━━ Working data

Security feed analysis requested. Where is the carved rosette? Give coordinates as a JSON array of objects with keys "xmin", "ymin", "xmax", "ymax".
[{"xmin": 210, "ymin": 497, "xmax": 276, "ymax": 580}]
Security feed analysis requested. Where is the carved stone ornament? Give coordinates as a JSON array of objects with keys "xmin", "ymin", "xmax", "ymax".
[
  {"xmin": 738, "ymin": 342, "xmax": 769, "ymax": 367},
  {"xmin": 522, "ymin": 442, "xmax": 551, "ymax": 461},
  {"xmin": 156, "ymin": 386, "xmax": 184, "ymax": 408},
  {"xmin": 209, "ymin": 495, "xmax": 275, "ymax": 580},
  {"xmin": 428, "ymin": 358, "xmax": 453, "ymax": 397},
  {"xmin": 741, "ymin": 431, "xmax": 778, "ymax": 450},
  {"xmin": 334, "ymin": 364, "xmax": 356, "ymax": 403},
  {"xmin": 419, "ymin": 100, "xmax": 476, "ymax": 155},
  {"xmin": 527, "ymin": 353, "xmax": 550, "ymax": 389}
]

━━━━

Update the listing so that every instance of "Security feed analysis requested" becomes "Surveillance footage review requested", and leave the rest of the text unchanged.

Surveillance footage review requested. Where is the carved rosette? Give coordinates as a JSON array of objects with keys "xmin", "ymin", "xmax", "ymax".
[{"xmin": 210, "ymin": 497, "xmax": 276, "ymax": 580}]
Surveillance footage review requested. Where is the carved stone ornament? Give coordinates as a JSON array of objects with keys "xmin", "ymin", "xmax", "ymax".
[
  {"xmin": 738, "ymin": 342, "xmax": 769, "ymax": 367},
  {"xmin": 522, "ymin": 442, "xmax": 551, "ymax": 461},
  {"xmin": 156, "ymin": 386, "xmax": 184, "ymax": 408},
  {"xmin": 209, "ymin": 495, "xmax": 275, "ymax": 580},
  {"xmin": 428, "ymin": 358, "xmax": 453, "ymax": 397},
  {"xmin": 741, "ymin": 431, "xmax": 778, "ymax": 450},
  {"xmin": 334, "ymin": 364, "xmax": 356, "ymax": 403},
  {"xmin": 419, "ymin": 100, "xmax": 476, "ymax": 155},
  {"xmin": 527, "ymin": 353, "xmax": 550, "ymax": 389}
]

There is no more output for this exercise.